Dataset:

****

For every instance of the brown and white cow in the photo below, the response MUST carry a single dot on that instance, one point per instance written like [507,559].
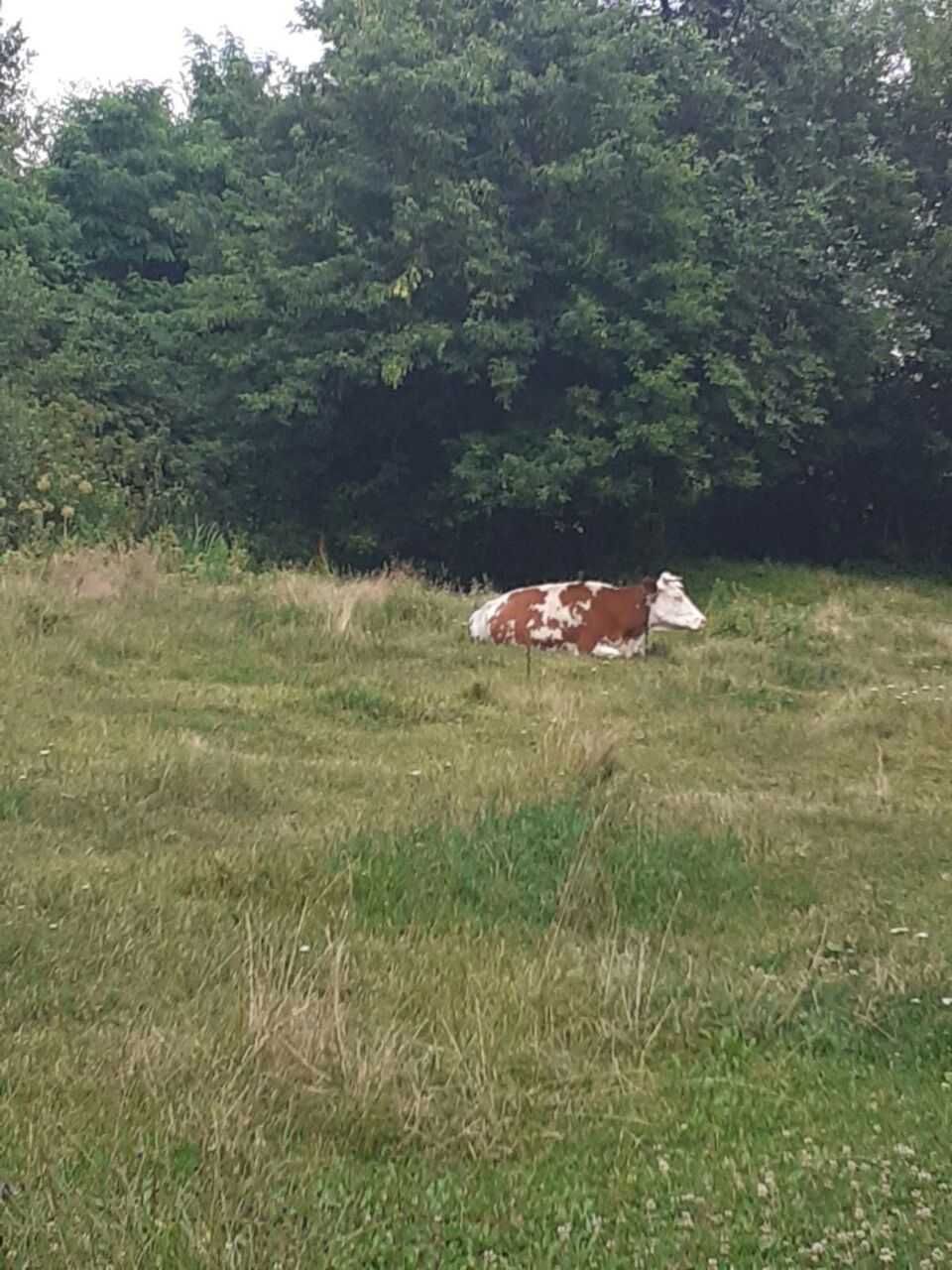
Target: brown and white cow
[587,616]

****

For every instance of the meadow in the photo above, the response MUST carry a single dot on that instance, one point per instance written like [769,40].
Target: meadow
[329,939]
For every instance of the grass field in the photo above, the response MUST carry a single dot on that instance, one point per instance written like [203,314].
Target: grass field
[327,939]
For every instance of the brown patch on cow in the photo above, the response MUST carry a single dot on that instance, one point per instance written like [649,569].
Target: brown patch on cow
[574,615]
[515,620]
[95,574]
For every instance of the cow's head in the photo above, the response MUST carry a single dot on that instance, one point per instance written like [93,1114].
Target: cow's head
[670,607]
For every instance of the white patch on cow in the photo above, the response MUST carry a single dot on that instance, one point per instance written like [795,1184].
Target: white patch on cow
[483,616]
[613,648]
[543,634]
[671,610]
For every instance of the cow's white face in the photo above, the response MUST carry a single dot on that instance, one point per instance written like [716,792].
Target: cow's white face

****

What to produce:
Across all the records above, find each line with "face" in it and copy it.

Output for this task:
For every instance of the cow's white face in the photo above, the response MUST carry a single dot on that instance, one point per instance written like [716,792].
Target: cow's white face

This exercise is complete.